# Provided data:
--
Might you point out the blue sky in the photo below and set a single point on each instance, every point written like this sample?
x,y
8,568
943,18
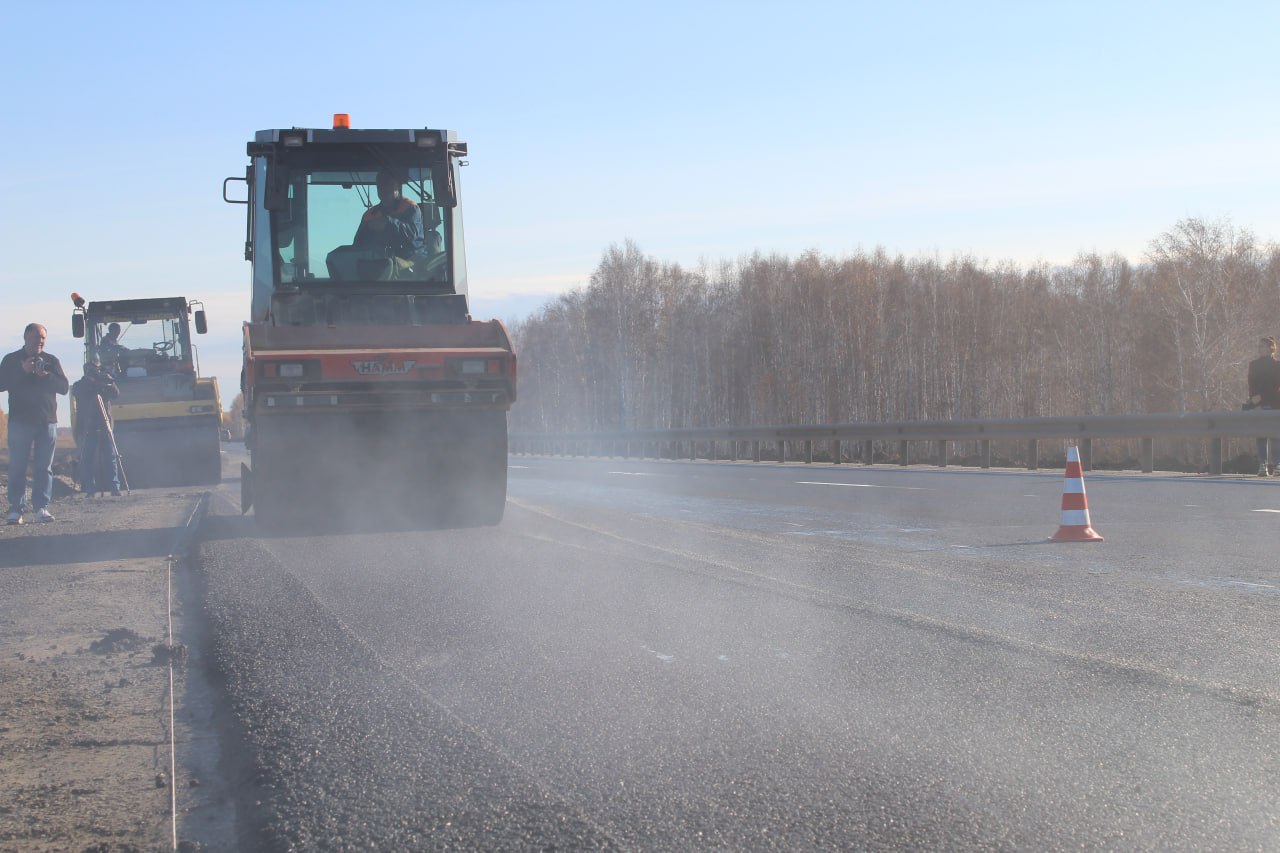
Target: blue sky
x,y
702,131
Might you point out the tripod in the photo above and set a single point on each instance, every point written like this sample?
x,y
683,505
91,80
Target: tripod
x,y
110,436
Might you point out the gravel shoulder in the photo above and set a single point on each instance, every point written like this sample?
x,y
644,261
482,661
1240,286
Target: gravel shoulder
x,y
86,656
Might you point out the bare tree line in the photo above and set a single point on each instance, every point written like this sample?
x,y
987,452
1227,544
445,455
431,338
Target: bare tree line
x,y
873,337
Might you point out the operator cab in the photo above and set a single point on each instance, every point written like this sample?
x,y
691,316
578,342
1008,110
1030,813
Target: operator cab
x,y
141,345
309,194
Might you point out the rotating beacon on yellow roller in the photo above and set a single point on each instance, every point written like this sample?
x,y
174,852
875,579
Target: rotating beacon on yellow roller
x,y
365,378
168,418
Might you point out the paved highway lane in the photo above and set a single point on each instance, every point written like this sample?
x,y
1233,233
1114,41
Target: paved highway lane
x,y
714,656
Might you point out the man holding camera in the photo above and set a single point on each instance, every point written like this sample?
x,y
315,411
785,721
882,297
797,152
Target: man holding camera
x,y
33,379
94,393
1265,393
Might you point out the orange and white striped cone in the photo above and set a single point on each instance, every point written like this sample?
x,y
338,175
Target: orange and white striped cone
x,y
1075,505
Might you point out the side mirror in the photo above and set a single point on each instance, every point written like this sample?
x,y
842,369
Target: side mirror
x,y
442,181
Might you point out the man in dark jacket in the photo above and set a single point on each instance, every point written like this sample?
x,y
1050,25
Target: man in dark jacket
x,y
94,393
33,379
1265,393
393,223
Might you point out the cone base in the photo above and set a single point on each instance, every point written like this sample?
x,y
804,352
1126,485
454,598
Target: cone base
x,y
1069,533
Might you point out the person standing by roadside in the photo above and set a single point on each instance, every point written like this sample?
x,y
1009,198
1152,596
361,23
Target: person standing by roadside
x,y
94,393
33,379
1265,393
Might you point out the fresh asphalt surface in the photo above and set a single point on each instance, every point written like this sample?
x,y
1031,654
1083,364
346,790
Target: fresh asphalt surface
x,y
672,656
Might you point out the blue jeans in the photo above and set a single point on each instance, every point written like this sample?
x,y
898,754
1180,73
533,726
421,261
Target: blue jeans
x,y
91,445
33,443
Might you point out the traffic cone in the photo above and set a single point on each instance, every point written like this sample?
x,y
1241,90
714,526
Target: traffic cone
x,y
1075,505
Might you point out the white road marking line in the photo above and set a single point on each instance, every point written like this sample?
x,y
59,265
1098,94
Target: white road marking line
x,y
1246,583
865,486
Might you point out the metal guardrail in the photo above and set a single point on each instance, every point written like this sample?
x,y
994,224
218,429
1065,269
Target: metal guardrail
x,y
749,442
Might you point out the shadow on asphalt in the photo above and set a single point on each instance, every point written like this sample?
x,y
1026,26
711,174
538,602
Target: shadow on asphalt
x,y
224,528
55,548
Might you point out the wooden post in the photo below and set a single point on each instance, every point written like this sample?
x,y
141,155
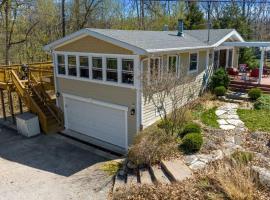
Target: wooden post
x,y
11,106
3,105
20,104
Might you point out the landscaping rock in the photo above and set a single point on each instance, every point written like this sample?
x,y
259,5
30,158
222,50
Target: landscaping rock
x,y
177,170
159,175
190,159
227,127
263,174
145,176
197,165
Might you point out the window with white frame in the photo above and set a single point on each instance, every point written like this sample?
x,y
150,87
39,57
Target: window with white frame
x,y
84,66
154,68
97,68
172,64
193,62
127,71
111,71
72,71
61,64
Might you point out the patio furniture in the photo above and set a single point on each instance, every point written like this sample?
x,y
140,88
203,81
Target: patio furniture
x,y
232,71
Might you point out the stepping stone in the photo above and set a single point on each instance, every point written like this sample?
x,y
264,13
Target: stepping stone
x,y
145,176
177,170
159,175
235,122
118,183
222,122
227,127
131,179
220,112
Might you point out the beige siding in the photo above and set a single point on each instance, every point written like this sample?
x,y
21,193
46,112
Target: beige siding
x,y
92,45
109,94
193,86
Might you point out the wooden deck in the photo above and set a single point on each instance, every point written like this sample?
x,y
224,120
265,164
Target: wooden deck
x,y
237,84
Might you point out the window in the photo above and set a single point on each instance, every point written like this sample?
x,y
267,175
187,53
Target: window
x,y
193,62
154,68
112,69
172,64
61,64
84,67
97,68
127,71
72,66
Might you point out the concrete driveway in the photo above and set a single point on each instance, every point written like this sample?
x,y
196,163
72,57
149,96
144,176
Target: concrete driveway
x,y
49,167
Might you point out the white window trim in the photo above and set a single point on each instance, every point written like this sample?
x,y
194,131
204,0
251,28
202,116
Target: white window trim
x,y
104,81
177,70
197,66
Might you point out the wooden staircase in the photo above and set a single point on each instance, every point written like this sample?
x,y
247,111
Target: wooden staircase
x,y
38,101
241,86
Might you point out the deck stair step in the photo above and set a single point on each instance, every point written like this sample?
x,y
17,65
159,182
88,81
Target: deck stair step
x,y
119,182
145,177
176,169
159,175
132,179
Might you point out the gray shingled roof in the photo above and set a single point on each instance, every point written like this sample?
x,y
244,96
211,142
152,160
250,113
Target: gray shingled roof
x,y
156,40
152,41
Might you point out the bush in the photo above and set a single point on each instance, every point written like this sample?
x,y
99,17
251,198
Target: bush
x,y
192,142
263,103
220,91
220,78
242,157
254,93
152,145
165,124
190,128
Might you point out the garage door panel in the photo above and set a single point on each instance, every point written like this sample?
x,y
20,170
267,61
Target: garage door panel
x,y
104,123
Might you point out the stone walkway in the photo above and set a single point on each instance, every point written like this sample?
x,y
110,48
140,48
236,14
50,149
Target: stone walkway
x,y
228,118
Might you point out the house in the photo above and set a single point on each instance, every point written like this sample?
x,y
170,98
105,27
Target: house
x,y
97,76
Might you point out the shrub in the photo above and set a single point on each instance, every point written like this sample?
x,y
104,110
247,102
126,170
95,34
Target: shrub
x,y
263,102
220,78
220,91
190,128
254,93
242,157
165,124
192,142
152,145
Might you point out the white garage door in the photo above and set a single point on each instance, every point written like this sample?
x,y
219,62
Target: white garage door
x,y
97,119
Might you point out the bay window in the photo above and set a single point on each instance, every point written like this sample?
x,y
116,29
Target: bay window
x,y
61,64
97,68
111,70
84,66
127,71
72,71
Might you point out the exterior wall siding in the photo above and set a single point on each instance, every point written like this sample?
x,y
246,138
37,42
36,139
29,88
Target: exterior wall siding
x,y
194,84
109,94
90,44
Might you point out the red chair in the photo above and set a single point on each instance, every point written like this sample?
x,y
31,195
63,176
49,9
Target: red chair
x,y
255,73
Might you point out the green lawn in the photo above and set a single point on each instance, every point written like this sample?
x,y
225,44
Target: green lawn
x,y
255,120
208,117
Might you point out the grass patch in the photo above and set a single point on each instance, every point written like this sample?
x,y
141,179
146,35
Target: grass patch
x,y
255,120
111,167
210,118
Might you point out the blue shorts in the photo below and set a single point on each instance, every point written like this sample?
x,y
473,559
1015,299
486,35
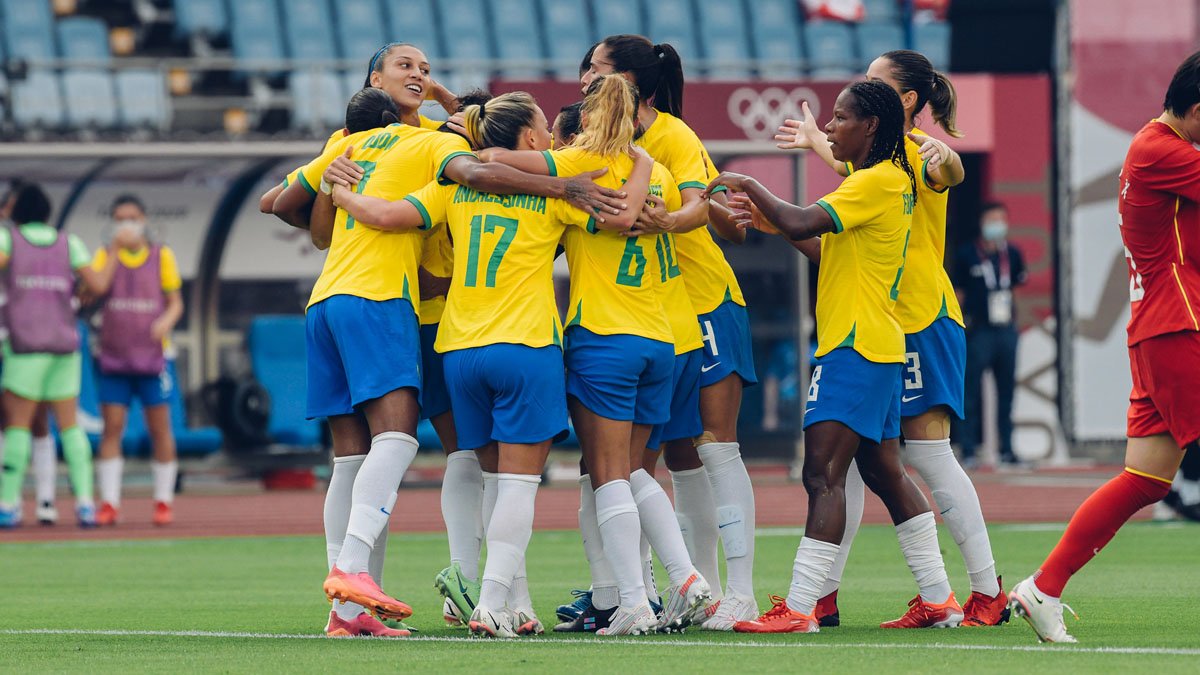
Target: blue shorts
x,y
935,369
435,398
507,393
623,377
864,395
121,389
684,420
359,350
727,346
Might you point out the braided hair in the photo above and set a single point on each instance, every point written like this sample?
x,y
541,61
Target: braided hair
x,y
876,100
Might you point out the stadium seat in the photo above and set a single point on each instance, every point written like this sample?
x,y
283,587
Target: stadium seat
x,y
725,39
84,39
360,28
875,39
309,29
37,101
201,17
276,346
143,99
318,100
414,22
617,17
832,52
775,35
516,35
934,41
28,28
568,37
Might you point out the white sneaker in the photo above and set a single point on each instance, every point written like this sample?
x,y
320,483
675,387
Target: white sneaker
x,y
684,603
639,621
526,622
733,608
1041,611
491,623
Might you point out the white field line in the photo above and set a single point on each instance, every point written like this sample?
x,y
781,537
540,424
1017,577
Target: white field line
x,y
623,641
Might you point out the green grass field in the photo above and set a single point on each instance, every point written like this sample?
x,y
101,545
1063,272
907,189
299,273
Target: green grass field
x,y
252,604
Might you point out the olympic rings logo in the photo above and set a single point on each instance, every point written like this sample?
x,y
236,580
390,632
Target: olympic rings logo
x,y
760,113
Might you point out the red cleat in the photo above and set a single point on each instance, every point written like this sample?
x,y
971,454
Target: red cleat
x,y
982,610
827,611
928,615
162,514
361,626
363,590
107,514
779,619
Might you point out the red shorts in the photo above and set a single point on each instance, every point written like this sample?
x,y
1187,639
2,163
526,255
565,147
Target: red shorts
x,y
1165,396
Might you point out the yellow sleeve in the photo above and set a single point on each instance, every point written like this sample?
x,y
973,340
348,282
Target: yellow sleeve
x,y
432,202
857,201
168,269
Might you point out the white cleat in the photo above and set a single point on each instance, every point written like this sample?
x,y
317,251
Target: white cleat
x,y
491,623
1041,611
685,603
637,621
733,608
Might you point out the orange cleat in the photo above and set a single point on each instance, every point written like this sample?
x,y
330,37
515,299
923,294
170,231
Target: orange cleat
x,y
363,590
928,615
827,611
162,514
363,626
982,610
107,514
779,619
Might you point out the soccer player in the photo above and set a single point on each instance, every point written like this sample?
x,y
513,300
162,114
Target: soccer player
x,y
853,399
41,358
142,304
709,477
1159,217
501,335
935,347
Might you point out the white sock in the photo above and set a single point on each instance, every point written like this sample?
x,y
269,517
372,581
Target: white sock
x,y
696,514
375,496
959,505
108,472
508,536
621,531
165,473
733,495
604,581
660,527
856,494
46,467
813,562
462,497
918,543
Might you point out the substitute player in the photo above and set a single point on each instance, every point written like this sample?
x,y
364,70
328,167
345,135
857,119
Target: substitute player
x,y
1159,217
935,347
853,399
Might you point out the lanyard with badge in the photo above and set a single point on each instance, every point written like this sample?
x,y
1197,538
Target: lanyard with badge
x,y
1000,286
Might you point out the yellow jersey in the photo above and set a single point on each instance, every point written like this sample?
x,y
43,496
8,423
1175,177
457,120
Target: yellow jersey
x,y
615,279
363,261
437,258
708,276
863,263
502,288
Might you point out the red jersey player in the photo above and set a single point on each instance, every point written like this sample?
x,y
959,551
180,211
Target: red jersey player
x,y
1159,216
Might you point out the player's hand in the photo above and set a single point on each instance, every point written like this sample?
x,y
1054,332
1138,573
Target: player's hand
x,y
343,172
735,181
586,195
933,151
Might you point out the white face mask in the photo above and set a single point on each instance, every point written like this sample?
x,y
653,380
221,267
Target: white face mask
x,y
994,230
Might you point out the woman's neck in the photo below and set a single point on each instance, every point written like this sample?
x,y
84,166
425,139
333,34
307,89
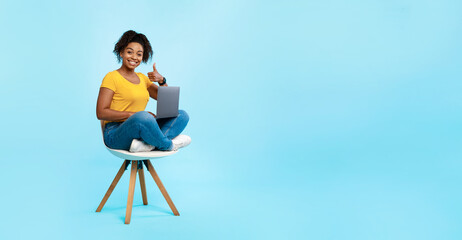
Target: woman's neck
x,y
126,70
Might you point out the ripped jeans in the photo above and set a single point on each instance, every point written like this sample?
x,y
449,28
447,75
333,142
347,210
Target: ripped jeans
x,y
143,126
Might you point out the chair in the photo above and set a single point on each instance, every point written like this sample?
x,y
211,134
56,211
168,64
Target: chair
x,y
137,160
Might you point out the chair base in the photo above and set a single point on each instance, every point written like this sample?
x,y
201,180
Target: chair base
x,y
137,167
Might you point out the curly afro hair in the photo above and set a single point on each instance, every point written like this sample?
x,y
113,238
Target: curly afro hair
x,y
132,36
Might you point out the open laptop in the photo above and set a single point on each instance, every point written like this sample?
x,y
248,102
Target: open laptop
x,y
168,99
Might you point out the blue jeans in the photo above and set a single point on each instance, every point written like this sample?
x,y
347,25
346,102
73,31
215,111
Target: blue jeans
x,y
143,126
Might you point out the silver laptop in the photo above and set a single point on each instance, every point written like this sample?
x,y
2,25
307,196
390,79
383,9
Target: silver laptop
x,y
168,99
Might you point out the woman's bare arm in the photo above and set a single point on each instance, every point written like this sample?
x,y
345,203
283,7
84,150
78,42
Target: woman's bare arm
x,y
103,112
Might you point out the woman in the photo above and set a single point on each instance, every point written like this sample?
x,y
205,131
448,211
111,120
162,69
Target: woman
x,y
123,96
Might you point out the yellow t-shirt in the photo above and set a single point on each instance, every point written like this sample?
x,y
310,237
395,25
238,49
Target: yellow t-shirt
x,y
127,96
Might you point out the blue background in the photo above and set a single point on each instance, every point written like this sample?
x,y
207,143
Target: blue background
x,y
310,119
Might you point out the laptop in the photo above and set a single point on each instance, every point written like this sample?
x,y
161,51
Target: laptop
x,y
168,99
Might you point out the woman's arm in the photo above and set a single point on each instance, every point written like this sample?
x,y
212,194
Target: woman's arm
x,y
155,76
103,112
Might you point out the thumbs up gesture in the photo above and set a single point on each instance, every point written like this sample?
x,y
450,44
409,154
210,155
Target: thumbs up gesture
x,y
155,76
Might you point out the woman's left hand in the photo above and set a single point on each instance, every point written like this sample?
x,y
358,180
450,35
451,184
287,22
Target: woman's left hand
x,y
155,76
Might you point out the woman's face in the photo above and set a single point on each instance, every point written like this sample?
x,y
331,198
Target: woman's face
x,y
132,55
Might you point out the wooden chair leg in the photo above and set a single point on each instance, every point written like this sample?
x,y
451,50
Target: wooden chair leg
x,y
143,185
131,191
161,187
112,186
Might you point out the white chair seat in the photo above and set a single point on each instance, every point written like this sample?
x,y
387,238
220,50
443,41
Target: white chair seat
x,y
140,155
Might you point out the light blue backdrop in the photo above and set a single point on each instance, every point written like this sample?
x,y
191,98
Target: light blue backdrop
x,y
310,119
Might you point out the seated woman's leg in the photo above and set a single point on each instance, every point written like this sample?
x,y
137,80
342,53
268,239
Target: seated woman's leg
x,y
140,125
172,127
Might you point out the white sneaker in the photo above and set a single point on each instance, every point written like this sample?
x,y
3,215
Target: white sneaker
x,y
140,146
180,141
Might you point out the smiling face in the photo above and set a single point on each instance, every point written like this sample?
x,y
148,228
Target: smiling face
x,y
132,55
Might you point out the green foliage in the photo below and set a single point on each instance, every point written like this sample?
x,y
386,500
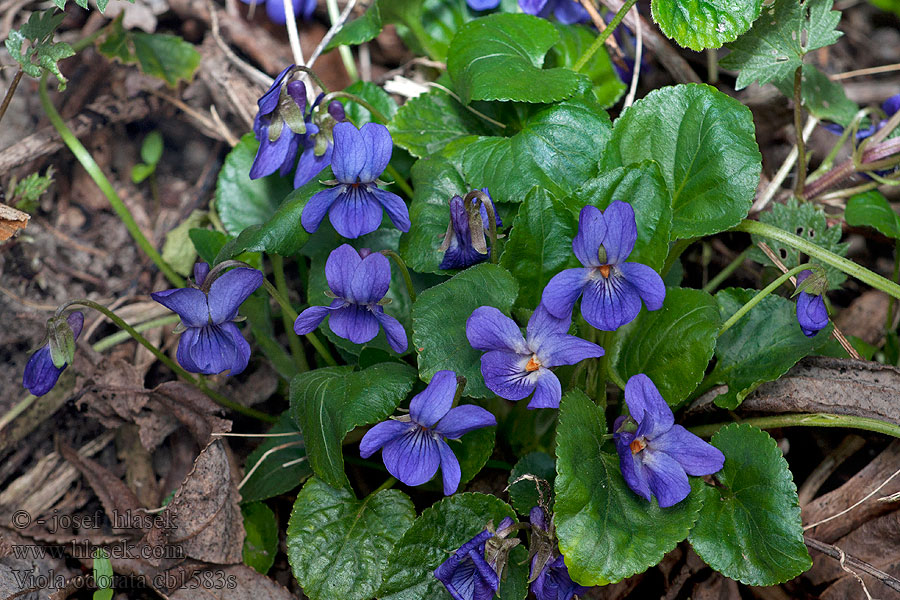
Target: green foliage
x,y
339,546
705,145
606,531
749,528
261,541
774,47
438,532
701,24
328,403
439,322
760,347
672,346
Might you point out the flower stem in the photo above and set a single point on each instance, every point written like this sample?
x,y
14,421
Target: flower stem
x,y
847,266
601,38
807,420
218,398
758,297
87,161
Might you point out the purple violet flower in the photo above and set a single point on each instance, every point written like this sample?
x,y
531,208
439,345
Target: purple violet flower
x,y
459,251
467,574
613,289
40,373
659,455
358,284
415,444
211,342
513,367
354,205
811,312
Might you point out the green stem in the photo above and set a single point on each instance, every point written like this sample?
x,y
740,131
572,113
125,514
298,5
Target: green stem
x,y
725,273
603,35
807,420
216,396
293,340
87,161
847,266
758,297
--
# Stated exercise:
Return verbatim every line from the line containing "Might you point out the white chair" to the last line of the entries above, inclusive, and leave out the pictures.

# Complete response:
Might you point out the white chair seat in the photo above and set a single point on each instance, every point written like this sample?
x,y
387,238
220,50
443,41
Target: white chair seat
x,y
140,155
Might you point out the light blue backdrop in the photo above and set a single point on each instance, every point written like this sample?
x,y
191,98
Target: light blue backdrop
x,y
310,119
Might you point out the seated woman's leg in the photo above and set a single point on each instance, every point written like this sample?
x,y
137,80
342,53
268,239
Target: seated woman's leg
x,y
140,125
172,127
Might you point out the white sneaker in the photo above and set a single point on each instance, every point written like this sample?
x,y
3,215
Target: white sneaker
x,y
140,146
180,141
Might you point out the smiling face in the photo above and set a single point on each instance, every point written like this sample?
x,y
148,228
Target: smiling face
x,y
132,55
Might you point out the green foliage in the photo below and set a single point on each instance, every point written like this sample?
x,y
386,500
Target: green foliage
x,y
339,546
705,145
606,531
749,528
261,541
774,47
438,532
701,24
328,403
439,322
760,347
672,346
Might you point out the flower stem in the photo above and set a single point on each instance, every point written like this sample?
x,y
14,421
Target: flower stem
x,y
847,266
601,38
807,420
218,398
758,297
87,161
Might you point out the purple violet flower in the photo above and set a single point on each instance, every point written like this sample?
x,y
531,208
439,345
Target: purple violet flower
x,y
459,251
467,574
613,289
40,373
659,455
358,284
415,444
211,342
513,367
354,205
811,312
Might you point out the green stem in the photo above and set a single point on each instance, every point written like this sample?
x,y
740,131
572,113
125,514
298,5
Target: green stem
x,y
725,273
603,35
807,420
216,396
293,340
87,161
847,266
758,297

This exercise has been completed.